■ **STATED EXERCISE**:
Can you turn the entire listing below into a JSON list of strings, one string per line, skipping blank lines and leaving out the pictures?

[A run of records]
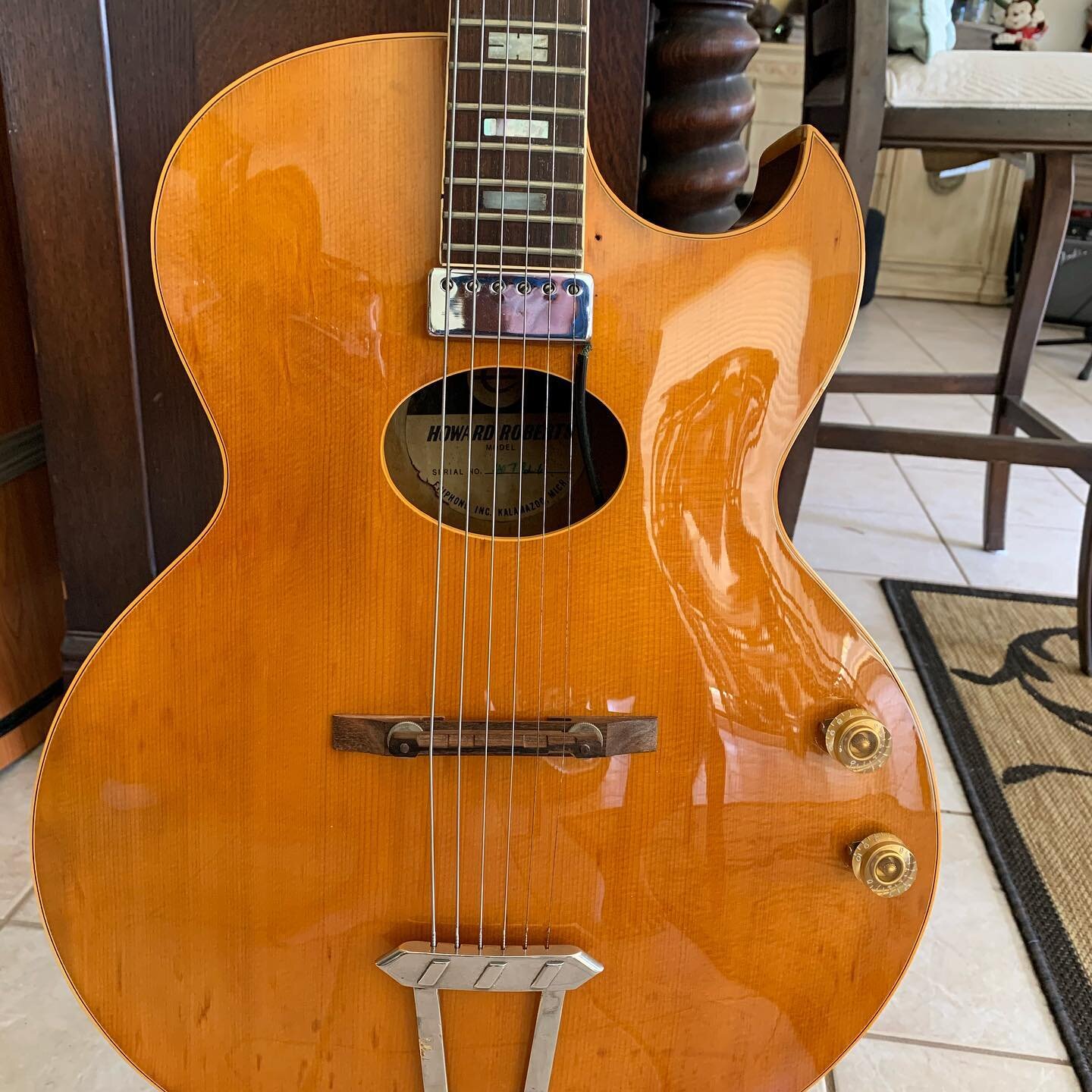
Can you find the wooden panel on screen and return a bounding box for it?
[0,0,152,629]
[0,77,64,769]
[873,149,1025,303]
[0,466,64,765]
[0,0,648,594]
[0,96,42,436]
[35,45,937,1092]
[0,699,60,770]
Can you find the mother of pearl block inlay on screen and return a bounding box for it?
[489,30,549,61]
[482,190,546,212]
[482,118,549,140]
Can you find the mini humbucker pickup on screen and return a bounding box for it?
[428,268,594,342]
[333,714,656,758]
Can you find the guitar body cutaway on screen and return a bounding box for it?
[34,36,938,1092]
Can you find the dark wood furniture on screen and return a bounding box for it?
[0,0,651,675]
[780,0,1092,672]
[0,83,64,769]
[639,0,759,233]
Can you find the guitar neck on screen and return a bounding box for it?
[440,0,588,271]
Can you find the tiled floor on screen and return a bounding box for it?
[0,300,1092,1092]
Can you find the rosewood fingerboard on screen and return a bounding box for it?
[440,0,590,270]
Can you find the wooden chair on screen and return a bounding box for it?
[780,0,1092,672]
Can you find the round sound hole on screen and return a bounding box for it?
[383,368,627,538]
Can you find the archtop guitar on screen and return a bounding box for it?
[34,0,938,1092]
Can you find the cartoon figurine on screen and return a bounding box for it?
[993,0,1046,49]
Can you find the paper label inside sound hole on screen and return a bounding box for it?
[384,368,625,537]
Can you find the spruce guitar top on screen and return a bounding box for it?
[34,0,939,1092]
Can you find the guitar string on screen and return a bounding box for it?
[428,0,461,951]
[500,0,536,950]
[544,0,591,948]
[451,3,485,951]
[479,0,512,951]
[523,0,561,950]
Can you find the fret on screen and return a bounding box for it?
[440,0,588,270]
[442,243,584,258]
[444,140,584,155]
[455,102,584,118]
[451,17,588,34]
[451,178,584,190]
[444,209,584,226]
[447,60,586,79]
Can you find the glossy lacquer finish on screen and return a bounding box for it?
[35,37,938,1092]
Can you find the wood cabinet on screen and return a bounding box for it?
[0,89,64,767]
[0,0,648,672]
[745,42,1025,303]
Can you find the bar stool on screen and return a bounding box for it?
[779,0,1092,673]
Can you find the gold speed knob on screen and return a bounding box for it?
[853,831,918,899]
[824,709,891,774]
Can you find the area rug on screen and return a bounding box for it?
[883,580,1092,1092]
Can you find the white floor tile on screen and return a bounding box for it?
[899,670,971,814]
[1050,467,1089,508]
[857,394,990,432]
[0,748,42,921]
[11,888,42,928]
[822,394,868,425]
[874,814,1065,1056]
[946,303,1011,337]
[943,519,1081,595]
[795,504,965,584]
[819,569,913,668]
[0,925,152,1092]
[804,447,926,514]
[894,455,1055,481]
[906,463,1084,534]
[878,296,982,337]
[834,1038,1080,1092]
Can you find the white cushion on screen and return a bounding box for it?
[886,49,1092,109]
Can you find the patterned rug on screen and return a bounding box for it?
[883,580,1092,1092]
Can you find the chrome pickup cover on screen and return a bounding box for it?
[428,268,594,342]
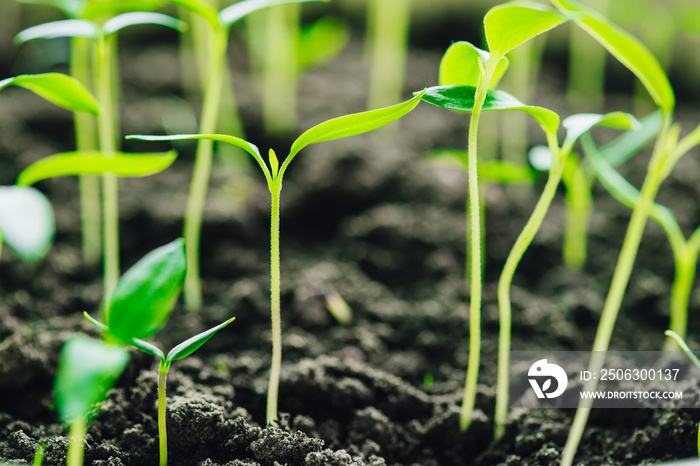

■ **RESPONSE TO THE EXERCISE**:
[
  "Can you find the wooden panel on screen and return a bounding box for it?",
  "[0,0,152,629]",
  "[0,77,64,769]",
  "[873,149,1025,303]",
  "[0,466,64,765]",
  "[0,0,648,594]",
  "[0,96,42,436]",
  "[35,45,937,1092]",
  "[0,699,60,770]",
  "Can you find the mother of pearl block inlay on screen and return a bounding box for it?",
  "[489,30,549,61]",
  "[482,190,546,212]",
  "[482,118,549,140]",
  "Can you find the mini humbucker pickup on screen and return a bounding box for it?",
  "[428,268,594,342]",
  "[333,714,656,758]",
  "Can you find the guitar body cutaway on screen and return a bounding box for it?",
  "[34,36,938,1092]",
  "Can you find the dark wood furniture on screen and return a bounding box for it?",
  "[0,0,651,675]",
  "[780,0,1092,672]",
  "[0,83,64,769]",
  "[639,0,759,233]",
  "Can you find the guitar neck on screen and return a bounding box for it?",
  "[440,0,588,271]",
  "Can you find the tiled floor on screen and return a bounding box for it?",
  "[0,300,1092,1092]",
  "Can you find the rosewood fingerboard on screen and return a bounding box for it?",
  "[440,0,590,270]",
  "Can you find the wooden chair on screen and return a bounding box for it?",
  "[780,0,1092,672]",
  "Can you find the round sound hole on screen and return a bounding box for it?",
  "[383,368,627,538]",
  "Can you find the archtop guitar on screen and return a bounding box for it?",
  "[34,0,938,1092]",
  "Can you find the cartoon figurine on screen and return a bounding box for it?",
  "[993,0,1046,49]",
  "Can you find the paper label inside sound hole on screen and return a bounding box for it?",
  "[384,368,625,537]",
  "Can you find the spruce guitar top on screen and return a bounding box for it?",
  "[34,0,939,1092]",
  "Can you find the guitar string on screen and return a bounding box for it?",
  "[428,0,461,951]",
  "[500,0,536,950]",
  "[544,0,591,948]",
  "[451,3,485,951]",
  "[479,0,512,951]",
  "[523,0,561,950]",
  "Can you find the fret on screen and return a bounding box for it?",
  "[440,0,588,270]",
  "[442,243,584,258]",
  "[444,140,584,155]",
  "[455,102,584,118]",
  "[451,17,588,34]",
  "[451,178,584,190]",
  "[444,209,584,226]",
  "[447,60,586,79]",
  "Can you find the glossy lacquer finish on screen and return a bounding box for it?",
  "[35,37,938,1092]",
  "Can you find the wood cabinet on screen and return a bounding box for it?",
  "[0,89,64,767]",
  "[0,0,648,672]",
  "[745,42,1025,303]",
  "Can you find the bar stool on screen and return a bounding box for it?",
  "[779,0,1092,673]",
  "Can you find the gold speed knob on screen and return a bounding box for it?",
  "[853,831,918,899]",
  "[824,709,891,774]",
  "Can you find the area rug on screen and return a bounding box for it?",
  "[883,580,1092,1092]",
  "Can you find the white floor tile on screen and return a bounding box for it?",
  "[899,670,971,814]",
  "[1050,467,1089,508]",
  "[857,394,990,432]",
  "[0,748,42,921]",
  "[11,888,42,928]",
  "[822,394,868,425]",
  "[874,814,1065,1056]",
  "[946,303,1011,337]",
  "[943,519,1081,595]",
  "[795,504,965,584]",
  "[819,569,913,668]",
  "[0,925,152,1092]",
  "[804,447,926,514]",
  "[894,455,1055,481]",
  "[906,463,1084,534]",
  "[878,296,982,337]",
  "[834,1038,1080,1092]",
  "Can you find the white cushion on screen and return a bounding box for it?",
  "[886,49,1092,109]",
  "Can you find the patterned rug on screen and return a bounding box for it?",
  "[883,580,1092,1092]",
  "Can you find the chrome pickup cover on screen and return a bounding box for it?",
  "[428,268,594,342]"
]